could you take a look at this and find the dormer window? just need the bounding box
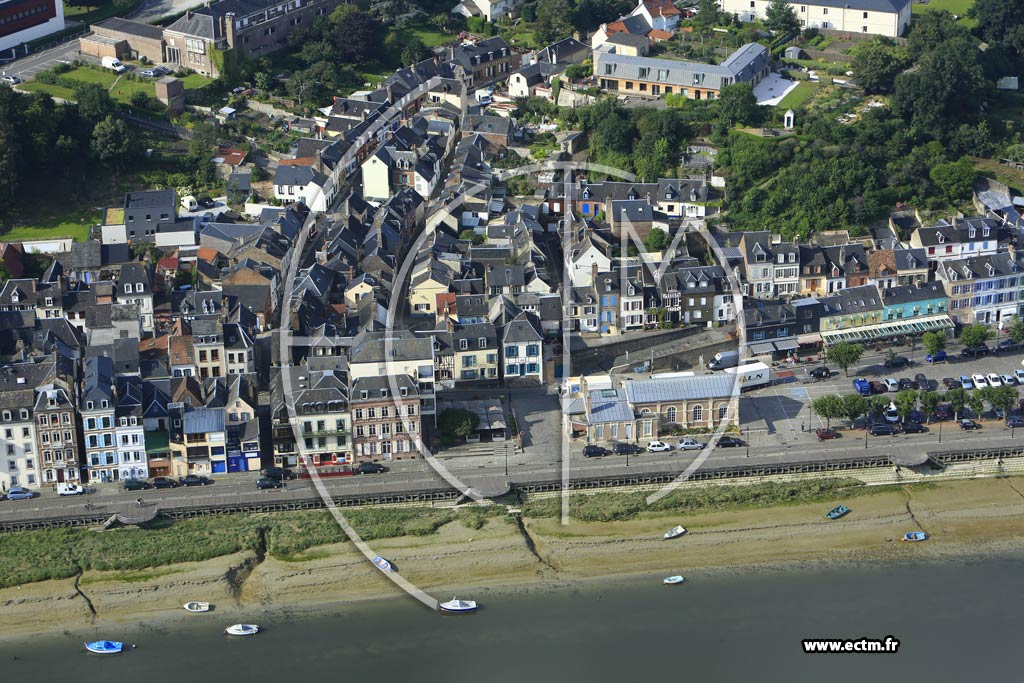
[360,390,368,399]
[380,389,389,398]
[101,400,108,409]
[459,339,468,350]
[87,401,94,410]
[400,387,408,397]
[776,254,784,264]
[124,284,131,294]
[478,337,486,349]
[937,233,945,244]
[135,283,143,293]
[969,227,976,239]
[788,253,796,263]
[983,226,991,237]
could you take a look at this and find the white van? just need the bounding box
[102,56,127,73]
[181,194,198,212]
[57,483,86,496]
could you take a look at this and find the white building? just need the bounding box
[115,378,148,481]
[719,0,912,38]
[0,397,36,491]
[451,0,522,23]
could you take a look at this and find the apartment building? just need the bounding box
[350,375,421,460]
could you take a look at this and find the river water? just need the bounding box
[6,555,1024,683]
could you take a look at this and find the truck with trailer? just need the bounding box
[707,350,741,370]
[724,361,771,391]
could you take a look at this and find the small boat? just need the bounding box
[902,531,927,542]
[225,624,259,636]
[663,525,687,540]
[826,505,850,520]
[439,597,478,613]
[372,556,393,573]
[183,601,210,612]
[663,575,685,585]
[84,640,123,654]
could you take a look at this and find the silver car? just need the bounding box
[678,438,706,451]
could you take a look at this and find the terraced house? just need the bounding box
[350,376,421,460]
[937,253,1024,325]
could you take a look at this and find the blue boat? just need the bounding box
[826,505,850,520]
[84,641,123,654]
[902,531,927,542]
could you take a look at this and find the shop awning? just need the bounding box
[749,341,776,355]
[773,338,799,351]
[797,332,822,345]
[821,314,954,346]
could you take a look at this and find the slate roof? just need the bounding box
[350,330,433,364]
[595,42,769,91]
[880,283,947,306]
[587,388,634,423]
[624,374,735,404]
[502,311,543,343]
[183,407,225,434]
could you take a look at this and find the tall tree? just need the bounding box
[333,10,383,62]
[692,0,719,29]
[892,37,986,134]
[841,394,868,427]
[906,10,969,60]
[535,0,574,45]
[825,342,864,376]
[929,159,975,204]
[716,83,759,126]
[851,41,910,95]
[764,0,799,35]
[969,0,1024,52]
[922,331,946,357]
[812,394,845,428]
[959,323,993,350]
[74,83,116,125]
[946,387,969,419]
[894,390,918,419]
[1007,318,1024,344]
[919,390,941,421]
[90,116,138,170]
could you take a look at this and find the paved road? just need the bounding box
[4,41,82,82]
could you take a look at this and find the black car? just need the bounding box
[901,422,926,434]
[884,356,910,369]
[997,339,1020,353]
[583,445,610,458]
[256,477,283,489]
[914,374,930,391]
[808,366,831,379]
[152,476,178,488]
[942,377,959,390]
[959,419,982,430]
[262,467,297,481]
[906,410,926,424]
[197,197,215,209]
[1006,415,1024,428]
[356,462,388,474]
[123,478,152,491]
[898,378,917,391]
[613,443,643,455]
[868,423,898,436]
[960,344,991,358]
[179,474,212,487]
[716,436,746,448]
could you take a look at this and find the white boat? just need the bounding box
[663,575,685,585]
[372,556,392,573]
[225,624,259,636]
[439,597,478,613]
[663,525,687,540]
[183,601,210,612]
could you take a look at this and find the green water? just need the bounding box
[6,555,1024,682]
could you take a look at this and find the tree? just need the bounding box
[254,71,272,92]
[812,394,845,428]
[968,390,986,419]
[851,41,910,95]
[692,0,720,29]
[894,390,918,419]
[188,121,220,159]
[401,36,428,67]
[90,116,138,170]
[920,390,941,421]
[929,159,975,204]
[987,385,1019,416]
[869,394,891,420]
[922,331,946,357]
[74,83,116,125]
[535,0,574,45]
[959,323,993,350]
[764,0,799,35]
[130,90,150,110]
[969,0,1024,51]
[333,10,383,63]
[907,10,969,60]
[716,83,759,126]
[438,408,479,443]
[892,37,985,135]
[459,229,484,245]
[946,387,969,419]
[1007,318,1024,344]
[841,394,868,427]
[825,342,864,376]
[644,227,670,252]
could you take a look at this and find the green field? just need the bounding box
[393,24,456,48]
[911,0,974,14]
[0,209,98,242]
[22,66,212,107]
[777,81,819,111]
[63,0,141,25]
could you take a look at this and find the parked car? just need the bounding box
[869,380,887,394]
[1001,374,1017,386]
[140,68,158,77]
[262,467,297,481]
[942,377,960,390]
[972,373,989,389]
[6,486,34,500]
[123,478,152,491]
[57,483,87,496]
[883,378,900,393]
[197,196,215,209]
[933,406,952,421]
[852,378,872,396]
[356,462,388,474]
[959,419,982,430]
[646,440,673,452]
[907,410,926,424]
[1006,415,1024,428]
[901,422,926,434]
[914,374,930,390]
[960,375,974,390]
[808,366,831,379]
[815,428,840,441]
[1015,369,1024,384]
[0,73,23,85]
[613,443,643,455]
[583,445,610,457]
[961,344,990,358]
[997,339,1020,353]
[868,423,898,436]
[987,373,1003,387]
[883,408,900,423]
[716,436,745,448]
[151,476,179,489]
[898,378,917,391]
[678,438,706,450]
[926,350,948,363]
[256,477,283,489]
[884,355,909,369]
[179,474,212,486]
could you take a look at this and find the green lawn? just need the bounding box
[23,66,209,106]
[18,81,77,100]
[777,81,819,111]
[393,24,456,48]
[911,0,974,14]
[0,210,98,242]
[63,0,140,26]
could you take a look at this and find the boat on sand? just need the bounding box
[183,601,210,612]
[85,641,123,654]
[225,624,259,636]
[439,598,478,613]
[663,525,687,540]
[663,575,685,585]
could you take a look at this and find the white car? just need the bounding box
[883,378,900,392]
[0,73,22,85]
[1002,374,1017,386]
[678,438,706,451]
[987,373,1003,387]
[647,440,673,452]
[1015,369,1024,384]
[972,374,989,388]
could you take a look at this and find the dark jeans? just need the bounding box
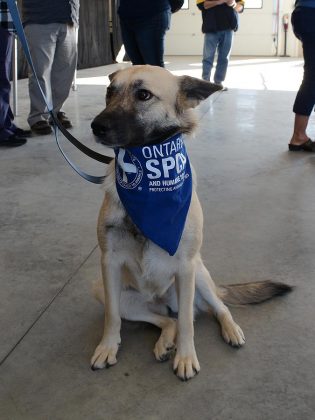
[119,10,171,67]
[292,7,315,116]
[0,27,16,140]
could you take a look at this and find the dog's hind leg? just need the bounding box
[120,289,177,362]
[195,258,245,347]
[93,282,176,362]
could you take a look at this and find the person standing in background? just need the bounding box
[22,0,79,135]
[118,0,171,67]
[197,0,245,90]
[0,0,30,147]
[288,0,315,152]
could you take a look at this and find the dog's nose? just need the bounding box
[91,119,108,137]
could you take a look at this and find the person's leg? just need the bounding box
[50,24,77,120]
[0,28,27,146]
[24,23,58,128]
[214,30,233,85]
[0,28,14,140]
[120,18,145,65]
[134,10,171,67]
[290,115,310,146]
[202,32,218,82]
[0,28,30,144]
[290,33,315,146]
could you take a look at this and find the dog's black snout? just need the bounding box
[91,118,108,137]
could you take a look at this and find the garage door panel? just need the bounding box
[165,2,275,56]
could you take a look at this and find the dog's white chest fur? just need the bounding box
[126,248,178,300]
[112,228,178,300]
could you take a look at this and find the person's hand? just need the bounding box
[204,0,226,9]
[226,0,236,6]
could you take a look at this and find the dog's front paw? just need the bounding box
[91,339,120,370]
[173,351,200,381]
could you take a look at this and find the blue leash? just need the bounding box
[7,0,112,184]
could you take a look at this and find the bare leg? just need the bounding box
[195,258,245,347]
[289,114,310,145]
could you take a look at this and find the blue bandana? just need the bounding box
[114,133,192,256]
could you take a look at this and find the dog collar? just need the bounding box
[114,133,192,255]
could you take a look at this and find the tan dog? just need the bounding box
[90,65,291,381]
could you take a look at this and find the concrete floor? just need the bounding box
[1,56,315,420]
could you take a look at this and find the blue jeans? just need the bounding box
[202,30,234,84]
[0,27,17,141]
[120,10,171,67]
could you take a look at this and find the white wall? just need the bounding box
[165,7,204,56]
[277,0,301,57]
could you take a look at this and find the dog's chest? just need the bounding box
[110,227,177,299]
[127,255,176,300]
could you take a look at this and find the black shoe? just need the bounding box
[288,139,315,152]
[0,134,27,147]
[14,127,32,137]
[50,112,73,129]
[31,121,53,135]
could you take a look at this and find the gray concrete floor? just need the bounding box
[1,57,315,420]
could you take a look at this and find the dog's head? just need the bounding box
[91,65,221,148]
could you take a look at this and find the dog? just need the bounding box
[90,65,292,381]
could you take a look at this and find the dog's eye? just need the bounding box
[137,89,153,101]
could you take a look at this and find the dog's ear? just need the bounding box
[177,76,222,109]
[108,70,119,82]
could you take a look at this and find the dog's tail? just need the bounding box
[217,280,293,306]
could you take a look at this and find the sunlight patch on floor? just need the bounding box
[75,56,304,92]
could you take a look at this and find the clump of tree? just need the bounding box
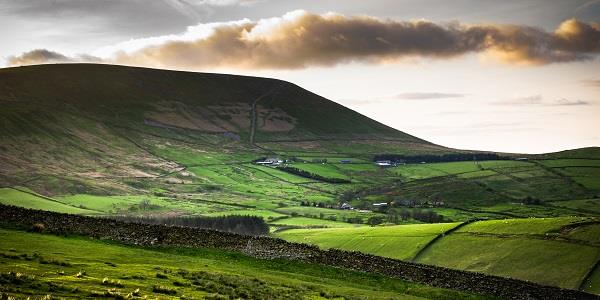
[277,166,351,184]
[386,208,444,223]
[128,199,161,212]
[299,201,337,209]
[345,217,363,224]
[110,215,269,236]
[367,216,385,226]
[522,196,543,205]
[373,153,505,164]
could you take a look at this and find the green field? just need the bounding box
[418,234,596,289]
[0,228,486,300]
[539,159,600,168]
[270,217,366,228]
[417,218,600,291]
[286,163,351,181]
[277,223,460,260]
[0,188,97,215]
[277,217,600,293]
[452,217,592,235]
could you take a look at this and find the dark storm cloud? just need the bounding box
[0,0,252,37]
[7,11,600,69]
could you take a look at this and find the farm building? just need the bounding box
[375,160,392,167]
[340,202,353,210]
[255,157,284,165]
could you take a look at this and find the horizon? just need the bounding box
[1,1,599,153]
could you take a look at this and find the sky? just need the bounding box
[1,0,599,153]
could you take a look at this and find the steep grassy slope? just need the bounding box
[0,63,446,195]
[0,64,422,141]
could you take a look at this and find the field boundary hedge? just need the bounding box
[0,204,597,300]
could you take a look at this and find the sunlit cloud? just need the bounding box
[7,11,600,69]
[6,49,101,66]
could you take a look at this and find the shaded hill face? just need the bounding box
[0,64,444,194]
[0,64,423,141]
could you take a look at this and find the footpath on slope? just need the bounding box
[0,204,597,300]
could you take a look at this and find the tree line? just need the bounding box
[277,166,351,184]
[386,208,445,223]
[110,215,269,236]
[373,153,506,164]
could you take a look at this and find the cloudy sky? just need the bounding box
[1,0,599,153]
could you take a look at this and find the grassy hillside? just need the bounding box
[1,64,599,296]
[0,228,488,299]
[0,64,423,141]
[1,64,598,221]
[276,217,600,294]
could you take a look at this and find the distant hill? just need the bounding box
[542,147,600,159]
[0,63,427,142]
[0,64,448,193]
[0,64,596,196]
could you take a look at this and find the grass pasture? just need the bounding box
[549,198,600,214]
[539,159,600,168]
[390,164,448,180]
[286,163,351,180]
[269,217,364,228]
[0,188,97,215]
[0,228,485,300]
[275,206,380,222]
[277,217,600,293]
[56,194,146,213]
[276,223,460,260]
[453,217,593,235]
[416,217,600,290]
[417,234,597,289]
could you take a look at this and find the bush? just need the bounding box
[367,216,384,226]
[152,285,176,295]
[30,223,45,233]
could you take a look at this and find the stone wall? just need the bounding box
[0,205,596,300]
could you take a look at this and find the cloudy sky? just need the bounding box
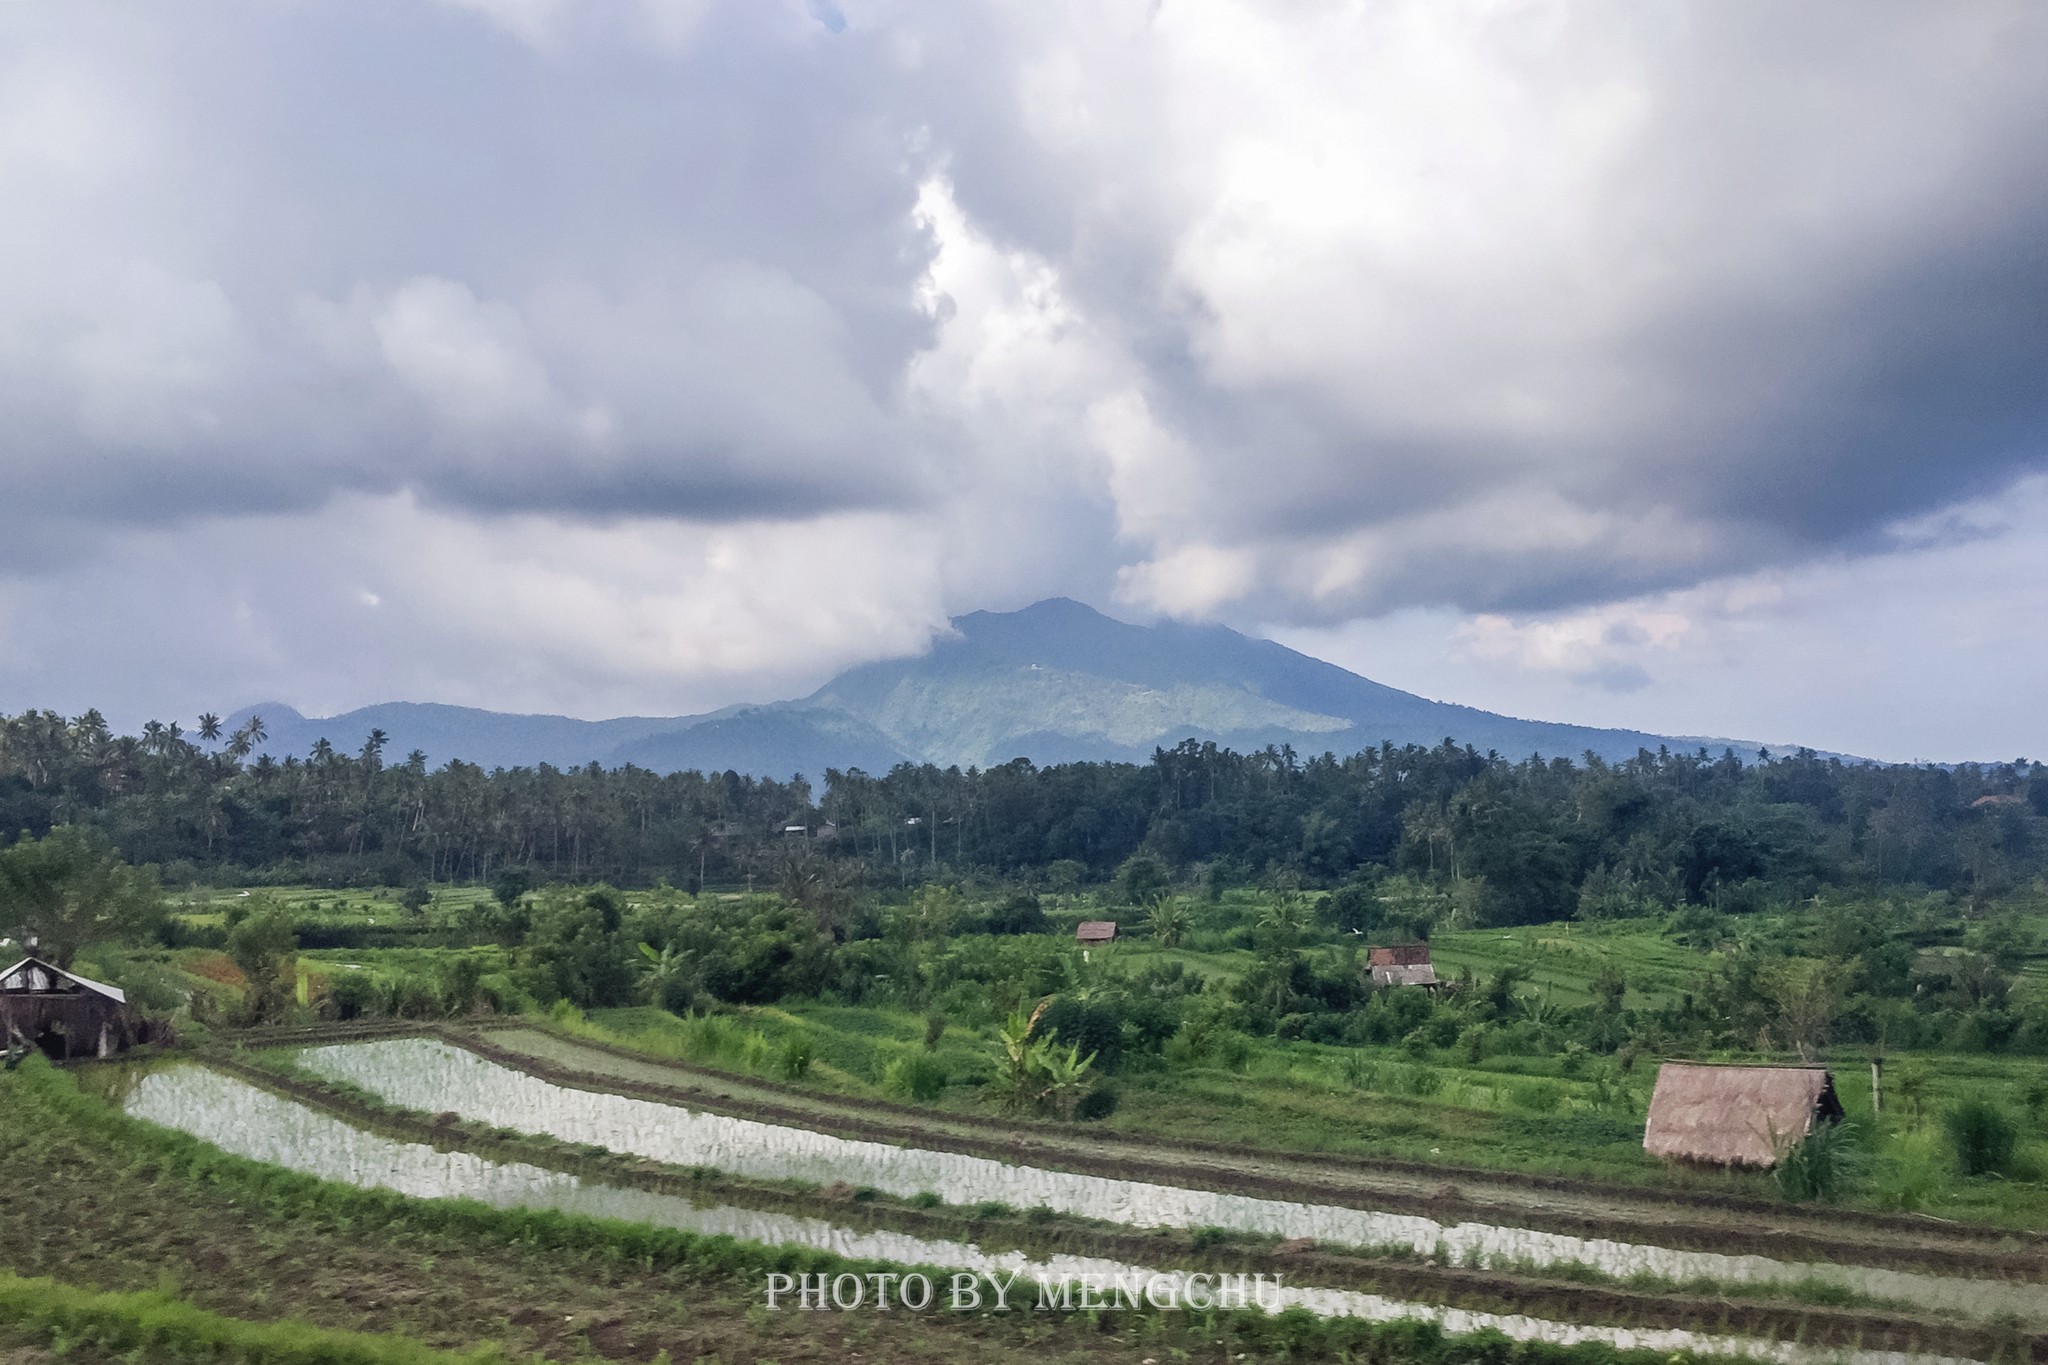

_Problem description_: Leaving the pictures aside, write out only the lines from the one containing "could you take a look at this and find the field" through the end of the material, exactly as they stand.

_Written answer_:
could you take a look at this and find the field boundary hedge? just need the bounding box
[0,204,597,300]
could you take a look at this and find the sunlit cloud? just need the bounding box
[7,11,600,69]
[6,49,101,66]
could you take a look at this and find the shaded hill face? just need the bounding box
[0,64,444,194]
[0,64,423,141]
could you take a look at this and find the footpath on slope? just need the bounding box
[0,204,597,300]
could you take a look at this and find the tree line? just need the bounding box
[277,166,351,184]
[386,208,445,223]
[110,215,269,236]
[373,153,506,164]
could you take a look at this and find the cloudy sky? just need the bounding box
[1,0,599,153]
could you take a look at this and find the grassy hillside? just need the bounding box
[1,64,599,296]
[0,228,488,299]
[0,64,423,141]
[1,64,598,221]
[276,217,600,294]
could you take a look at this and find the distant hill? just need the bounding box
[542,147,600,159]
[0,63,427,142]
[0,64,448,193]
[0,64,596,196]
could you take a look at this and find the grass pasture? just need the bounding box
[549,198,600,214]
[539,159,600,168]
[390,164,448,180]
[286,163,351,180]
[269,217,364,228]
[0,188,97,215]
[0,228,485,300]
[275,206,380,222]
[277,217,600,293]
[56,194,146,213]
[276,223,460,260]
[453,217,593,235]
[416,217,600,290]
[417,234,597,289]
could you take a look at this and find the bush? just need the bounding box
[367,216,384,226]
[152,285,176,295]
[30,223,45,233]
could you take a look at this and find the stone wall? just need the bounding box
[0,205,596,300]
could you take a look at this and find the cloudy sky? just need the bounding box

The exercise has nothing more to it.